═══ Given text

Anne Finger
Author and Activist
headshot of Anne Finger

Anne Finger’s most recent book-length publication is a novel, A Woman, in Bed (Cinco Puntos, 2018).  Her short story collection, Call Me Ahab (Bison Books, 2009), which won the Prairie Schooner Award, takes iconic disability stories such as Moby Dick and “crips” them, rewriting them from a disabled perspective.  Two memoirs, Elegy for a Disease: A Personal and Cultural History of Polio (St. Martin’s Press, 2006) and Past Due: A Story of Disability, Pregnancy and Birth (Seal Press, 1990; British edition, Women's Press, 1991; German translation, Fischer Verlag, 1992) considered her personal experience of disability, placing it within a broader social context, looking at how narratives of disease are formed and of the tensions and confluences between feminism and disability rights. She is currently working on a collection of personal essays, “Wheeling in Berlin,” as well as on a collection of essays on Gramsci and disability.  She has also just completed a novel, Mother of God, about a disabled mother dealing with her adult daughter’s psych disability. 

She has taught both creative writing and disability studies in the university setting, most recently as the Kate Welling Distinguished Scholar in Disability Studies at Miami University and as a lecturer at the University of California, Berkeley.  

She is the recipient of the Berlin Prize (2019), and has held residencies at MacDowell Colony, Djerassi, Yaddo, Centrum, and Hedgebrook.

══════
═══ Record set

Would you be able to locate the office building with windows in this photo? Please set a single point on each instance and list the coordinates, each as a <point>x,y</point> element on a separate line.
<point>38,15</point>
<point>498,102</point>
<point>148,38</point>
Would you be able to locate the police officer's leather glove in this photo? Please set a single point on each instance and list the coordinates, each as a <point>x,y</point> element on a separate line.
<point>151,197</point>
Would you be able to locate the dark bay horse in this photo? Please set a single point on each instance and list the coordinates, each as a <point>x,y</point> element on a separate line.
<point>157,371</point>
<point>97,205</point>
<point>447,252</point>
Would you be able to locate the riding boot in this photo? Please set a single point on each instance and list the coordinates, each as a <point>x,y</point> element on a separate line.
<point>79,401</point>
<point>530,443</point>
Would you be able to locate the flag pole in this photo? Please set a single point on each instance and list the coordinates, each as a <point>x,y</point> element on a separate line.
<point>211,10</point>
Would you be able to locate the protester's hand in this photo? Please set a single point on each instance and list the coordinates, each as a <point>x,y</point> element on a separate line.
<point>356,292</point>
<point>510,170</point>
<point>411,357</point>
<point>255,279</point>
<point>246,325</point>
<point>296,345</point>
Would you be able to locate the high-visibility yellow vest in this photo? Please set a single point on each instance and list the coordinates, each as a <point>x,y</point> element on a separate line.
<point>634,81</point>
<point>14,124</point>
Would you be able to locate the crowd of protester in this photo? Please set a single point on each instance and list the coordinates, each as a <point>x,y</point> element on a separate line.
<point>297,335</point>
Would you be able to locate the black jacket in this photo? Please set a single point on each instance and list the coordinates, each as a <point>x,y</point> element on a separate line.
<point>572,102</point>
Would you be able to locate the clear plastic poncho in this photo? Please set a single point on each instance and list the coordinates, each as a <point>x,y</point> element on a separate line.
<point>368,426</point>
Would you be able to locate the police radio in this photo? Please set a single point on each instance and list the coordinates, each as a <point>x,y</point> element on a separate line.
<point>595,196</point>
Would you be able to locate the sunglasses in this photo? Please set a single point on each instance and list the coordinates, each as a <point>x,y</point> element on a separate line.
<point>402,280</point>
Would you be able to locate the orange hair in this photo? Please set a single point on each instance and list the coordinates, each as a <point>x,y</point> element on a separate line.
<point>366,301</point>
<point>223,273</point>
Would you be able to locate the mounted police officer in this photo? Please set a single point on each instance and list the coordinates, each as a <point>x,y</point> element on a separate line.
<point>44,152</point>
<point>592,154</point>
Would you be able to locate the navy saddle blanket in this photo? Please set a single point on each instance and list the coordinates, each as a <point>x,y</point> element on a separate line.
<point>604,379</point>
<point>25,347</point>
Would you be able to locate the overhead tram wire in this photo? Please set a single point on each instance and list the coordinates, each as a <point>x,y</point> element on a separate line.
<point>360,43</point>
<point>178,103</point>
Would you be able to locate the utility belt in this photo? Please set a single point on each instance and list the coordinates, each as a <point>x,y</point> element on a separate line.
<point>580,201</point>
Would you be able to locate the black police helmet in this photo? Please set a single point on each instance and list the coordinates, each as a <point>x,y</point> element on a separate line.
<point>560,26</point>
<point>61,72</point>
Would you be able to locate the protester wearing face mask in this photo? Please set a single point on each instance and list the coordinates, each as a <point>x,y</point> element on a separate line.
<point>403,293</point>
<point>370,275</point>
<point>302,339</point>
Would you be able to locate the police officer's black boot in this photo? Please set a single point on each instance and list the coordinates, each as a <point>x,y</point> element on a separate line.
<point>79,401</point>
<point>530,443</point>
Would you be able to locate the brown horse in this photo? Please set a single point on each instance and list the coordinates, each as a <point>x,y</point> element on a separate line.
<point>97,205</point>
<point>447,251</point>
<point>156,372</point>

══════

Write out the part of the Anne Finger profile from "She has taught" to "of California, Berkeley.", word for word.

She has taught both creative writing and disability studies in the university setting, most recently as the Kate Welling Distinguished Scholar in Disability Studies at Miami University and as a lecturer at the University of California, Berkeley.